* [Work instructions] Below are the records; locate each line with the word "panda" and copy it.

[Excerpts from a dataset]
>>>>>

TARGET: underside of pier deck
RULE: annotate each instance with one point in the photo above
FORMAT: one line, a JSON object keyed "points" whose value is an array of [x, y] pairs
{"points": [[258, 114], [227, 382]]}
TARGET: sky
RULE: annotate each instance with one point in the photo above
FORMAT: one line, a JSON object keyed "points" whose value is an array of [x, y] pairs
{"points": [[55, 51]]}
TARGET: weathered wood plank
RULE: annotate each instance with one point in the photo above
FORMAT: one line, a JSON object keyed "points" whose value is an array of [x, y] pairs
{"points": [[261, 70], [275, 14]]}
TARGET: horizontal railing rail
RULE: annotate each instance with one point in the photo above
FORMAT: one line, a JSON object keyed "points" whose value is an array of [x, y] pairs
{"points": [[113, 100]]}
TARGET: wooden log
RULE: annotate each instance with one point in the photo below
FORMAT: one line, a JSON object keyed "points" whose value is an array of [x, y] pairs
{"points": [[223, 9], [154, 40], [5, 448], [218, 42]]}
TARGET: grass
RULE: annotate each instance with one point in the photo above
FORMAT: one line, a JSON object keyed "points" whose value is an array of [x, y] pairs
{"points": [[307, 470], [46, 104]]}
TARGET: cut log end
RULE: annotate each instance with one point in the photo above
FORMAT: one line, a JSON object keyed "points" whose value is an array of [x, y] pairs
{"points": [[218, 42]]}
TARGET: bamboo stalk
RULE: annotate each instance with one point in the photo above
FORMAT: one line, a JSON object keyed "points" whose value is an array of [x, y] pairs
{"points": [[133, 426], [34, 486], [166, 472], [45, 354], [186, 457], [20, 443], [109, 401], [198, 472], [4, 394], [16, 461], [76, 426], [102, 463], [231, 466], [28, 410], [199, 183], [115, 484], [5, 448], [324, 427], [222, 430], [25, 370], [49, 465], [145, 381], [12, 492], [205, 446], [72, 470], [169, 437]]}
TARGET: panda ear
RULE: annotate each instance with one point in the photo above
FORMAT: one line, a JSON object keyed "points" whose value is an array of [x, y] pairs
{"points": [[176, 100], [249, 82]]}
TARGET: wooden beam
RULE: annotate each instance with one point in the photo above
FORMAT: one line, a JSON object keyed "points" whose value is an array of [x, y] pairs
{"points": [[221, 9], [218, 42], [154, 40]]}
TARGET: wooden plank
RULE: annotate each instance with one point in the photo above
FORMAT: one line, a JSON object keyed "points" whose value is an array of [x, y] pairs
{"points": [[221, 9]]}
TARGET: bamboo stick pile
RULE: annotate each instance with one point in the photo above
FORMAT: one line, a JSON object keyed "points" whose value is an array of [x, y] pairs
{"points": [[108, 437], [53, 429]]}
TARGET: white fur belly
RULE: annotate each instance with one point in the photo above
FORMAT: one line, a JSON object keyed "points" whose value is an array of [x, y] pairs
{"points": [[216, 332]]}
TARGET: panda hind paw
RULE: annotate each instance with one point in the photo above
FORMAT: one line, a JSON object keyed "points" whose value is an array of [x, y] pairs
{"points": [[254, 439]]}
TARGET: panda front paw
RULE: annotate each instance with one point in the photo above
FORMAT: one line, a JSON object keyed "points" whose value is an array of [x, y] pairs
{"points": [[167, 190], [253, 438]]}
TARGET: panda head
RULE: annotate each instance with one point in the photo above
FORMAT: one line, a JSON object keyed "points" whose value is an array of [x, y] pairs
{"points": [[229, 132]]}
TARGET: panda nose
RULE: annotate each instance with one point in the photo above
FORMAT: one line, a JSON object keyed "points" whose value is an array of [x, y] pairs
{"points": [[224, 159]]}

<<<<<

* [Result for this exercise]
TARGET: panda ear
TARGET: panda hind paw
TARGET: panda front paw
TARGET: panda head
TARGET: panda nose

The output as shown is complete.